-- READING TEXT --
** Start **

We have a freestanding stove we keep running 24/7 in the winter to really warm up the house. I've been getting split oak for $150 a cord delivered so its hardly worth splitting it myself. I did do extensive research when we first got the stove.
Hands down if I was buying a splitter I would get a kinetic splitter ...3 second cycle time...Ye Ha!!!
Have a look at this and super split splitters...Check out youtube videos, there mighty fast. The down fall of splitting wood is the painfully slow cycle time of hydraulics.

Pretty sure they have a free 90 day trial also


http://www.drpower.com/power-equipm...er/prompt-for-rapidfire-3-hp-ms-new---web.axd
 
I have a home made splitter we built about 25-30 years ago. on it's 2nd
engine, but runs like a champ. for safety sake, get a splitter that pushes a flat plate, not the wedge. that friggin' set-up scares me ... :beard:
 
We've got a homemade hydraulic splitter as well, Honda engine. We have a wood water furnace and go through a good amount of wood. The splitter is a monster and will go through just about anything...although some knotty stringy pine could be a pain. I'm not sure about the kinetic splitters. There is no doubt they move fast, but some of their cited advertisements are compared against some of the smallest, slowest hydraulics. I can't say anything bad, or good, about them....I just don't have any experience. I will say that I split a decent amount of wood, some pretty large. I've never been disappointing with my hydraulic splitter.

** End **

-- GIVEN DATA --
** Start **

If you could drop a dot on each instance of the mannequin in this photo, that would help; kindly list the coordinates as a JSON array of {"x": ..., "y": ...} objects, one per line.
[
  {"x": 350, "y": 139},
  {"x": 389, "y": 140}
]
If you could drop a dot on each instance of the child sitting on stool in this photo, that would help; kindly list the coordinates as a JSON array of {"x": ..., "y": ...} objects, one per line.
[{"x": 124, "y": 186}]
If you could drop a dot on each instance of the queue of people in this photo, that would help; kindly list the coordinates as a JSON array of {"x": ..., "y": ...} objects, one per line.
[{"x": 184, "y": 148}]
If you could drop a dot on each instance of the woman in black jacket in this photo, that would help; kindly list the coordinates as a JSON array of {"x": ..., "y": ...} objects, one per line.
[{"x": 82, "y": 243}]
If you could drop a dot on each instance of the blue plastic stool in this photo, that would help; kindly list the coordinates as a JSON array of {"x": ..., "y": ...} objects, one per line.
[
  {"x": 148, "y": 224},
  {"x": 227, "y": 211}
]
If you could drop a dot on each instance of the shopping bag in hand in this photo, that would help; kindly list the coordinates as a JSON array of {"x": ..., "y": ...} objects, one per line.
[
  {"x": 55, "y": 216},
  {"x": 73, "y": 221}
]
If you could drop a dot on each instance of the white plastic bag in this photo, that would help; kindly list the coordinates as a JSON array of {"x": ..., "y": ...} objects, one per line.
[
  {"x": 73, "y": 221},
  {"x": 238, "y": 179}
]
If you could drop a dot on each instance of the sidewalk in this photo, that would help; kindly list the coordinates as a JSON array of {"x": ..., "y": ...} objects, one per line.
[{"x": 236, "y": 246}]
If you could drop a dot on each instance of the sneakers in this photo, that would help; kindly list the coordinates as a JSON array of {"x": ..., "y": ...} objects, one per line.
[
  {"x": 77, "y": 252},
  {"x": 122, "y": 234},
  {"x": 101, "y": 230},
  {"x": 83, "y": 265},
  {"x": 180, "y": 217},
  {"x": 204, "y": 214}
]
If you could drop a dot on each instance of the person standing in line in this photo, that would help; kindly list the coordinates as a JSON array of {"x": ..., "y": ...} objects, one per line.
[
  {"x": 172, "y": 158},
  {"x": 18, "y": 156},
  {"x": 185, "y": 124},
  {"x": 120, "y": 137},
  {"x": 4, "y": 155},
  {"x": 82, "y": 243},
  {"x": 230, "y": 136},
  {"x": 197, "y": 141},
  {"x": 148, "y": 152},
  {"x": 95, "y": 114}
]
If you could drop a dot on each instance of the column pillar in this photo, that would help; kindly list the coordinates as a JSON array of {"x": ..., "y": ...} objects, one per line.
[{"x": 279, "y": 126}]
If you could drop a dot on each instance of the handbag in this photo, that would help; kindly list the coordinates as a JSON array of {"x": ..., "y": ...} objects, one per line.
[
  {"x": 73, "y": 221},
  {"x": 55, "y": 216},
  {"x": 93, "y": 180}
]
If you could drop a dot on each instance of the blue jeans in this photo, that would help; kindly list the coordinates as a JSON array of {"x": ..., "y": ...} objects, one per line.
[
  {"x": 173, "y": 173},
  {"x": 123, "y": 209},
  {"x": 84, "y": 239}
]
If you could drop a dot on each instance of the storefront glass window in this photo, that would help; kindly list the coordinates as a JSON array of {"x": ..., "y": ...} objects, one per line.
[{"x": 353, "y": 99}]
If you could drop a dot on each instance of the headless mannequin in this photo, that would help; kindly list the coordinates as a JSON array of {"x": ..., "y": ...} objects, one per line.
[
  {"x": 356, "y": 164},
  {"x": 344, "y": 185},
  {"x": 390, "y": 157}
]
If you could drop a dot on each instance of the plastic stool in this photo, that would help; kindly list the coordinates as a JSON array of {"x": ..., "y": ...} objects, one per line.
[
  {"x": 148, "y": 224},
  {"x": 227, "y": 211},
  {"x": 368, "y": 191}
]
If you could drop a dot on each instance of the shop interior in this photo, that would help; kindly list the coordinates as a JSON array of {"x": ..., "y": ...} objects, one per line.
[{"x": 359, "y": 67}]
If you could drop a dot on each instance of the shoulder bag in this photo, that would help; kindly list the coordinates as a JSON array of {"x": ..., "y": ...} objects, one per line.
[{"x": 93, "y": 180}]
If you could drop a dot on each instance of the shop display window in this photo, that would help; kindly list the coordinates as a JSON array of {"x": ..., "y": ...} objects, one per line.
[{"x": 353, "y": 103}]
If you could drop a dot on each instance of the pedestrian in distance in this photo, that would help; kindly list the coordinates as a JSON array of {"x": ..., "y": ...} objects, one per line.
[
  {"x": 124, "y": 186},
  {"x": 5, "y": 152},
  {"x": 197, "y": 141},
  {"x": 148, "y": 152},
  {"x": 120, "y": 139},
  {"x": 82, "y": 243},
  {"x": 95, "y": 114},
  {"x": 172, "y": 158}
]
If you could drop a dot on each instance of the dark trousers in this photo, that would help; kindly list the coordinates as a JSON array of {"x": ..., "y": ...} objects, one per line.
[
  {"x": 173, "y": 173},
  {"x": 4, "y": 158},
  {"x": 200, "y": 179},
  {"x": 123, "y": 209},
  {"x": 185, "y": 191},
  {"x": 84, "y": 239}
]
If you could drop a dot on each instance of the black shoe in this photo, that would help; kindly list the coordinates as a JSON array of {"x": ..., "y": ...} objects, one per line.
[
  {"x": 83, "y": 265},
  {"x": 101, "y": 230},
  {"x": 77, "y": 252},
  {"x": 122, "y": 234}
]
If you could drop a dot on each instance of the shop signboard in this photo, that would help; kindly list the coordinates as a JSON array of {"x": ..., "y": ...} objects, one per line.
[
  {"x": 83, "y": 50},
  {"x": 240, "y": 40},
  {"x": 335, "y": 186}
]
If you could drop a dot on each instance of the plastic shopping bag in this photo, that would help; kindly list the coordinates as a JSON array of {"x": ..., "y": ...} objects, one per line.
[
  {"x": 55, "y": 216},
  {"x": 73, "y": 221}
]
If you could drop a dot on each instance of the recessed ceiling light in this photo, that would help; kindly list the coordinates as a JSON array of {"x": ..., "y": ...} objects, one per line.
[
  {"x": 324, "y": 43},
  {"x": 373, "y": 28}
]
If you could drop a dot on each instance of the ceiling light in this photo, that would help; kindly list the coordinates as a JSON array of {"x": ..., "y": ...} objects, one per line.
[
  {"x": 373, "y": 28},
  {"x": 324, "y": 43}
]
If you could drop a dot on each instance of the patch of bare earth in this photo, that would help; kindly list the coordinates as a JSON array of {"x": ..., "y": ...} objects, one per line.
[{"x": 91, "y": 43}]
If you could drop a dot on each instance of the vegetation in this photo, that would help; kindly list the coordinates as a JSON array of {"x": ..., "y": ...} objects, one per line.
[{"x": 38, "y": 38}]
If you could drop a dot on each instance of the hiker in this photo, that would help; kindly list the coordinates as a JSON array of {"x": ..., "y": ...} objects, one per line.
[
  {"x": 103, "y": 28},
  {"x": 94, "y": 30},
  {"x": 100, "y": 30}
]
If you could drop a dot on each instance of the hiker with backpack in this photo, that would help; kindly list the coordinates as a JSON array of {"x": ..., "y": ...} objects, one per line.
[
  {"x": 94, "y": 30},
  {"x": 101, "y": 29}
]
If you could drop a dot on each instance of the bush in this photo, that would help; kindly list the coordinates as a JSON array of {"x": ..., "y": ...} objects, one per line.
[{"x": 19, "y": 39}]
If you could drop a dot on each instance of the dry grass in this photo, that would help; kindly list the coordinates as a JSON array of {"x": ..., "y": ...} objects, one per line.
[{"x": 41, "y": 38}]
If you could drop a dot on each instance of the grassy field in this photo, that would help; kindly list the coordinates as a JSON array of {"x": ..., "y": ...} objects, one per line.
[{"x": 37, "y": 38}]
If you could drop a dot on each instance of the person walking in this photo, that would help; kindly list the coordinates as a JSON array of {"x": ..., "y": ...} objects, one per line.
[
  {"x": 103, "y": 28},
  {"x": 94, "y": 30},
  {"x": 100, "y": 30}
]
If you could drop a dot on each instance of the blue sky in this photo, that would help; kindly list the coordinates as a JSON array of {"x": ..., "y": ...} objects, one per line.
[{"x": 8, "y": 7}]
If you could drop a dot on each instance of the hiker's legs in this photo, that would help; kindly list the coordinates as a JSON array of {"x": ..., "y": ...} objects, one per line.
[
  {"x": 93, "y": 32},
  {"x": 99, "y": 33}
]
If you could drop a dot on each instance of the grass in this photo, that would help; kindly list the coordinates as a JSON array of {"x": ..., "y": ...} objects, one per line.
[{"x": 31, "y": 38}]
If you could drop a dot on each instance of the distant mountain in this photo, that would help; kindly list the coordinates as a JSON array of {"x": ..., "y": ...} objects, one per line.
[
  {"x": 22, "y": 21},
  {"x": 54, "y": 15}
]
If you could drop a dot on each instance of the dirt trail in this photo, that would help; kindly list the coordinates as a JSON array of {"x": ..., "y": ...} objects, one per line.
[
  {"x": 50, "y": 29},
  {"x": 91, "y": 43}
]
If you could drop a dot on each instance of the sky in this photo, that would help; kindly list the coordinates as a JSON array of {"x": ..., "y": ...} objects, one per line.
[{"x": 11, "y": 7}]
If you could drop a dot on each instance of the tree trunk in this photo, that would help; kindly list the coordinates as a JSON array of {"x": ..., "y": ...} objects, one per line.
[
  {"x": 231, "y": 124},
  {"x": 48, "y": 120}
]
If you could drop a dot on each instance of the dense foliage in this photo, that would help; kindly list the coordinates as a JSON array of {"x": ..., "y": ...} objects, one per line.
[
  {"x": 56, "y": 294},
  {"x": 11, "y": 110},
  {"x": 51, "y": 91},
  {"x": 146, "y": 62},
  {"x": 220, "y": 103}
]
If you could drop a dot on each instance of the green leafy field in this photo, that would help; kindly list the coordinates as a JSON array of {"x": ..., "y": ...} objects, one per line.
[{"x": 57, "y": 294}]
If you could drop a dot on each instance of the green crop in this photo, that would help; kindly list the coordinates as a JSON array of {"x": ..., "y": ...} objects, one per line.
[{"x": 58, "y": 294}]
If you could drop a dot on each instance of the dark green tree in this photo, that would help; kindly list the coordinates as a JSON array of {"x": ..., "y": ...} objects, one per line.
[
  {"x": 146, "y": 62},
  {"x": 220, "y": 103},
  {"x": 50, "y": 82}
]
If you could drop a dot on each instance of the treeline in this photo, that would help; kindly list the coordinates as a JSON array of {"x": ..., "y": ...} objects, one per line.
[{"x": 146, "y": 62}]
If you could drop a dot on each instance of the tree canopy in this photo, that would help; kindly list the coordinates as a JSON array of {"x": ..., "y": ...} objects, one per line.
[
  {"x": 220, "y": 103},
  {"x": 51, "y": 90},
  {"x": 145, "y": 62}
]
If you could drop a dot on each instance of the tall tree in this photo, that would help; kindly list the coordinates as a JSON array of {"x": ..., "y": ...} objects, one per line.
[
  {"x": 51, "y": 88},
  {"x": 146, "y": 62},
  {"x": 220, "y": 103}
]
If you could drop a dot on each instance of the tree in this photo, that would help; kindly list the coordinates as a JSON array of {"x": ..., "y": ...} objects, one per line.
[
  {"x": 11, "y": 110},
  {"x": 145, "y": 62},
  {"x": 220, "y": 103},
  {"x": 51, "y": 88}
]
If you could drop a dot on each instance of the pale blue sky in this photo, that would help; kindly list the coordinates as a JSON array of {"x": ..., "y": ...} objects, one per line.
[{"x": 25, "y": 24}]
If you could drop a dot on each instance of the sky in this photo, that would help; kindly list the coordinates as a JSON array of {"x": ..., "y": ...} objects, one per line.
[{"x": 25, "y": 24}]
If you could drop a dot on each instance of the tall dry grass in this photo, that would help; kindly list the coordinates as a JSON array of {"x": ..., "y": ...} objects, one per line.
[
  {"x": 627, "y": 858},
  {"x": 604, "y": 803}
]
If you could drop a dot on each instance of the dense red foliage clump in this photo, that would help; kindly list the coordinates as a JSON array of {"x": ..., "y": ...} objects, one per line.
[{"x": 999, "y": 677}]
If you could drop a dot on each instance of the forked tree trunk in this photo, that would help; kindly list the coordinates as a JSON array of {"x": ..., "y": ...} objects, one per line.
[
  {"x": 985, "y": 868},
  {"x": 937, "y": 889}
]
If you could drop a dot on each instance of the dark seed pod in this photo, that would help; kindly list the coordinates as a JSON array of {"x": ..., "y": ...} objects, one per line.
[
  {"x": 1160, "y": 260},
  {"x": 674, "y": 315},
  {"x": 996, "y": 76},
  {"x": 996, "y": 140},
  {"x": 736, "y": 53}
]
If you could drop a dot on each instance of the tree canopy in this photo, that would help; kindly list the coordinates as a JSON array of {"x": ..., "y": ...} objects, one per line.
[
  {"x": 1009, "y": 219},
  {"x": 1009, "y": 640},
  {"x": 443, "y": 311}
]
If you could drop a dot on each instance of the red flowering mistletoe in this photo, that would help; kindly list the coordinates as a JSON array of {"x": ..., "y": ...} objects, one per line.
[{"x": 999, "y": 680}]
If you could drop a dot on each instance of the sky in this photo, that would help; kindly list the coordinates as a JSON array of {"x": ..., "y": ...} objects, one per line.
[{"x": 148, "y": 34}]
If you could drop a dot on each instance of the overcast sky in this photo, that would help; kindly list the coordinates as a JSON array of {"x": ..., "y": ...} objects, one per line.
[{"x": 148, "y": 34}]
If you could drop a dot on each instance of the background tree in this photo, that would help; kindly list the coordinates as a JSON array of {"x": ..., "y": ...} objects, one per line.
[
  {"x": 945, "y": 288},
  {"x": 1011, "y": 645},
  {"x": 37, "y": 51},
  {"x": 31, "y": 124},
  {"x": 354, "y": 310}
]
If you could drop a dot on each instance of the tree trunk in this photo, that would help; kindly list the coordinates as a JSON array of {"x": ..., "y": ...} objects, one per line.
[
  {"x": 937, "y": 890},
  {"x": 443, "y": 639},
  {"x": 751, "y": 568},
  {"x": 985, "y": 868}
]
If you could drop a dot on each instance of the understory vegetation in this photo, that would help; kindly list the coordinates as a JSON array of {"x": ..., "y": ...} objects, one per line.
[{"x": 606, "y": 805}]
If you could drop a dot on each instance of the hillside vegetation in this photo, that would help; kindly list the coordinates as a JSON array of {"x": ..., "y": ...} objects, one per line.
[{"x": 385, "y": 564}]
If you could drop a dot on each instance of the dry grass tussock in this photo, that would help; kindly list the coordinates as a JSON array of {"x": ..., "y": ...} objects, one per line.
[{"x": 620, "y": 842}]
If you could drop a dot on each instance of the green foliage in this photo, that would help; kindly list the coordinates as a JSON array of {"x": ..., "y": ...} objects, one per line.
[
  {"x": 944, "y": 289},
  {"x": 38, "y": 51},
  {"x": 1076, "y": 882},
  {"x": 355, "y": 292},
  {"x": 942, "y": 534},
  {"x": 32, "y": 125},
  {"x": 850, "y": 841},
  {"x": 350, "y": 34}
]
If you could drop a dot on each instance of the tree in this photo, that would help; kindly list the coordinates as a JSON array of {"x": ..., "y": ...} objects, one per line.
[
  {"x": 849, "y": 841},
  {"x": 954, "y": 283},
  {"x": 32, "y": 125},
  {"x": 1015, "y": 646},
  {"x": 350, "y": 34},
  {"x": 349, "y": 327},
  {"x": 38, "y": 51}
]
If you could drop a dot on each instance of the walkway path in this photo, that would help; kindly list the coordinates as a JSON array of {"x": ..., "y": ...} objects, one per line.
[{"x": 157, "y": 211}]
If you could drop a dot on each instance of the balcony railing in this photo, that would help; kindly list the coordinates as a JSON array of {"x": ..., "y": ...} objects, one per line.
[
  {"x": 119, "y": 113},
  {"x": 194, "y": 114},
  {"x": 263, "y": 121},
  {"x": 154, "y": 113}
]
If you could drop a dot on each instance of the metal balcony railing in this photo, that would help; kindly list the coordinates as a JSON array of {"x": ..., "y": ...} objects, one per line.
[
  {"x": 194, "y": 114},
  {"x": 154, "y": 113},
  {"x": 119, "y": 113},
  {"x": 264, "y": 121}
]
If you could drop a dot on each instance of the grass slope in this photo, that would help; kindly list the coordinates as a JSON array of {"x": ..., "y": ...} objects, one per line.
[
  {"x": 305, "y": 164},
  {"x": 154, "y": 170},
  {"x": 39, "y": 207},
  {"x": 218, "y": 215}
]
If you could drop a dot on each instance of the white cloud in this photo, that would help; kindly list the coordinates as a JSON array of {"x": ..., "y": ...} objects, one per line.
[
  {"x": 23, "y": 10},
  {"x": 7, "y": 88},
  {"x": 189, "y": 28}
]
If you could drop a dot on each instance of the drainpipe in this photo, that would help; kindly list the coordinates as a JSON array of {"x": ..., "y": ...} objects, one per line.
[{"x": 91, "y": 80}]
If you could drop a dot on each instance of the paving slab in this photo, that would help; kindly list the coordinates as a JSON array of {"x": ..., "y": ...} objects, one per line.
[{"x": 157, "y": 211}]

** End **

-- TASKS --
A) Write out, word for word, the part of the log splitter discussion starting with "Hands down if" and going on through "time of hydraulics.".
B) Continue the log splitter discussion from its last sentence with what might plausibly come next.

-- ANSWERS FOR THE TASKS --
A)
Hands down if I was buying a splitter I would get a kinetic splitter ...3 second cycle time...Ye Ha!!!
Have a look at this and super split splitters...Check out youtube videos, there mighty fast. The down fall of splitting wood is the painfully slow cycle time of hydraulics.

B)
Smurf, seeing the video of that splitter scares me too. I'm very methodical and purposeful when splitting. There's just too much power there...to accelerate and get thing moving that fast isn't a positive to me at all.

For the record...the guy in the video is splitting some pretty small stuff!
 
through the years I've used a couple different units...
one was an older 20 ton northstar from northern tools. it struggled with oak larger than 16 or so inches. it had a Robin engine & worked fine for years until it developed carb issues & finally became more trouble than it was worth.
next was a husky purchased new at tractor supply. 22 ton with a Briggs & Stratton. worked like a charm. zero issues.
both of these were the variety that could be towed with the log bed horizontal, then you pull a pin & it swings upright so you can roll the logs right up under the wedge. the best ones in my opinion will have a stable base to rest the log on & the wedge will be attached to the end of the cylinder piston.
 
[ame]https://www.youtube.com/watch?v=vmtMv7Cz0HA[/ame]

[ame]https://www.youtube.com/watch?v=En47S7LM9zE[/ame]

Unless you're gonna be gangsta about it...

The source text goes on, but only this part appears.